Start Stored records

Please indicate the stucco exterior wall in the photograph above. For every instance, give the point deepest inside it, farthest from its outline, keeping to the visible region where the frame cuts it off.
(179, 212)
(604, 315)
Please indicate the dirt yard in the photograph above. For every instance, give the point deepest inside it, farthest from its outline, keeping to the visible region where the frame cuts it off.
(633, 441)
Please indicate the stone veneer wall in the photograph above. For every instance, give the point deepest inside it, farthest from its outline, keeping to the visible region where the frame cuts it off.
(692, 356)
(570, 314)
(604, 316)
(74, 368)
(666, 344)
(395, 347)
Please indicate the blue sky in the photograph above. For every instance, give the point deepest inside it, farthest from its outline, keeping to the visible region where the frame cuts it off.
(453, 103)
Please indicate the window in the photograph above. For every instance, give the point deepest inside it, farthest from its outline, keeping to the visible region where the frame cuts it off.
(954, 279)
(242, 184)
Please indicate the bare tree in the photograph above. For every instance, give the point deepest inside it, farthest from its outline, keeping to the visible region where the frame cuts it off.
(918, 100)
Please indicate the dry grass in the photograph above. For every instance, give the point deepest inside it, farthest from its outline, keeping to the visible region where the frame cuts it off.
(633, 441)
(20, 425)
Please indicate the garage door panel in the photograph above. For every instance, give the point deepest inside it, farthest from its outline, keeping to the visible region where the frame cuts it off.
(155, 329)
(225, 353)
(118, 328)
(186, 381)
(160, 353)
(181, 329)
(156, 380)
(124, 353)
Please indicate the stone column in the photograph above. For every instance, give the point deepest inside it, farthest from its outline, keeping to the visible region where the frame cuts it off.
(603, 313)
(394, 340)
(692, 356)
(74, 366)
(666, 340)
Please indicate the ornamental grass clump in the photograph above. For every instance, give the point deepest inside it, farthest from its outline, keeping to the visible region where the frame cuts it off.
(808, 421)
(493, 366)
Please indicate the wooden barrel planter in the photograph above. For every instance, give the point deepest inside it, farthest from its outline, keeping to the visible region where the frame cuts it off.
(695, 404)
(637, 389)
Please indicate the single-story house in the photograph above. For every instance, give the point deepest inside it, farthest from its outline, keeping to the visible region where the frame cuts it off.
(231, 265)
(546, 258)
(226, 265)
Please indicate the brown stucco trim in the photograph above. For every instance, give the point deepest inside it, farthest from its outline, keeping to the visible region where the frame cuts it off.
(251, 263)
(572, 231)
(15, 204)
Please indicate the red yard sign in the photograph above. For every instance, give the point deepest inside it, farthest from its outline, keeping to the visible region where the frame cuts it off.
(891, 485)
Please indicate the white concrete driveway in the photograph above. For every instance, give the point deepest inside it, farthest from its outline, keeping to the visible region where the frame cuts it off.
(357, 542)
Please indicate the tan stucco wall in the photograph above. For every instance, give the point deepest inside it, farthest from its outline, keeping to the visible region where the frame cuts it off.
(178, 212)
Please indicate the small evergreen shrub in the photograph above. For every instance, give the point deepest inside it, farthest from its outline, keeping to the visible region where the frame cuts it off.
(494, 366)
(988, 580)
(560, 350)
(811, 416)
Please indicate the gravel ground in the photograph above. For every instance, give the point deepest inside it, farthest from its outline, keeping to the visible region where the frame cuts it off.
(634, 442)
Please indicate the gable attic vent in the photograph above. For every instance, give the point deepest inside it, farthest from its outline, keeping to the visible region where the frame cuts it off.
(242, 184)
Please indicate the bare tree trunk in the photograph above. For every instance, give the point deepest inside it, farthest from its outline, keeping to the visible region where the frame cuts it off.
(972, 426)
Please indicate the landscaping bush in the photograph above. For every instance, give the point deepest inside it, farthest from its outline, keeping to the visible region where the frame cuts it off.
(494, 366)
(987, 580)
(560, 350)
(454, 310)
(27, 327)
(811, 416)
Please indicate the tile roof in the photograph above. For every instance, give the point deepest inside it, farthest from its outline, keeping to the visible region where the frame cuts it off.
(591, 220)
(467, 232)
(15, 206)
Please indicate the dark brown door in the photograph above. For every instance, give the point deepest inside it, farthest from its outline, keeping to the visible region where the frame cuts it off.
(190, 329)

End Stored records

__Exercise brief__.
The data above must be returned in full, exactly as written.

__Full solution__.
Please indicate the stucco exterior wall in the photograph above. For every instance, give the point deepest inside it, farthest from its outline, keeping to the visible region where the frame cuts it off.
(179, 212)
(604, 315)
Please indicate the dirt yard in the photograph above. For every instance, give the point deepest inside it, farthest from its outline, keeping to the visible region where the frame cuts it off.
(633, 441)
Please indicate the stone veneer wall in the photograph above. For every instance, give the point deepest inside it, farthest from its outline, keeping to the visible region where the frame cuts it off.
(692, 356)
(570, 314)
(604, 316)
(74, 368)
(666, 344)
(395, 347)
Please indicate the blue sky in the photograph above. For every instance, give the point deepest inside it, farthest from its outline, keeping to the visible region where the frame cuts it off.
(453, 103)
Please indicate the window in the photograph above. For every instance, give the point deepest inside it, farthest from its outline, keeping to the visible region where the frame cuts it off.
(954, 279)
(242, 184)
Please indicate the bare tree in the photograph above. For every instance, give the point deepest inside it, farthest from its outline, keeping to the visible region where the frame cuts it off.
(918, 100)
Please indicate the dry grass in the photograph above. For every instance, give the point deepest inside it, farthest from its outline, keeping to the visible region where the frame cuts it off.
(633, 441)
(20, 425)
Please indicate the garage door panel in the photograph above. For every instance, give the point deepest inside it, farthest from its outline, keeping to the visible region where the frame cuts it off.
(155, 329)
(225, 353)
(118, 328)
(186, 381)
(160, 353)
(181, 329)
(156, 380)
(124, 353)
Please indicate the stone column in the photograph above. For every instance, give the point deepest inside it, farthest from its outline, keeping to the visible region where the frame cuts it off.
(603, 313)
(394, 340)
(692, 356)
(74, 366)
(666, 340)
Please indicate the ornamental grass clump in the photograph above. For every instance, give the point deepest inside it, farthest from its outline, keeping to the visible region where the frame cuts it off.
(808, 421)
(493, 366)
Please indicate the wooden barrel planter in the photograph above. For every instance, give the point deepest inside it, farthest from its outline, keeping to the visible region where the frame cuts it off.
(695, 404)
(637, 389)
Please indicate the single-story house in the photograph above. For every instance, give the point deepest inside it, farthest from its outline, keeping to the visible region where the frame cuts it off.
(231, 265)
(546, 258)
(226, 265)
Please indicate the brown stucco trim in the photograph above. For every instance, give the point deepest inside it, farthest from its outline, keeping to the visible region where the frame cuts it off.
(251, 263)
(572, 231)
(15, 204)
Please indicate the red yard sign in the photograph above. For every instance, give the point deepest inside it, farthest from its outline, keeping to the visible region where the frame cuts it off.
(891, 485)
Please indicate the white concrete driveway in the photograph above. For every instance, give the point deepest inside it, farthest from its outline, keeping to the visible region where the frame cuts it off.
(357, 542)
Please indicate the tan stucco wall in the photograph above. For every instance, give the point deepest inside it, farthest from its outline, keeping to the visible region where the frame cuts it off.
(178, 212)
Please indicate the small evergreen shrub in the photograph above. For every instance, give the point deepest inside it, farthest from its outline, keeping to the visible region where the frame cuts it off.
(494, 366)
(988, 580)
(560, 350)
(811, 416)
Please indicate the gravel ground in the photograph above. For every instance, give the point deepest inside it, farthest from its outline, keeping to the visible region where the frame cuts it off.
(634, 442)
Please indicate the gable attic vent in the photograph above. For every instance, give the point deepest inside it, farthest from its outline, keeping to the visible region where the frame cuts it off.
(242, 184)
Please indicate the bare tree trunk in the photograph above. For every instance, give the point deepest inside it, farthest from its outline, keeping to the visible region where the frame cuts it off.
(972, 426)
Please indicate the landscaping bush in the photograph above. For every instance, give the point deepest inside it, farthest from its outline, keeping to the visible region where the frame cuts it off.
(494, 366)
(987, 580)
(560, 350)
(454, 310)
(27, 327)
(811, 416)
Please indicate the tile roof in the photograph above. For every instance, give the point deepest inside it, farthest from its outline, keeping to the visible region where the frame cuts it off.
(591, 220)
(467, 232)
(15, 206)
Please indicate the dark brown door in the photograph above. For every instance, give the point deepest inside it, farthest from its outline, keeping to the visible region where the frame cuts it off.
(190, 329)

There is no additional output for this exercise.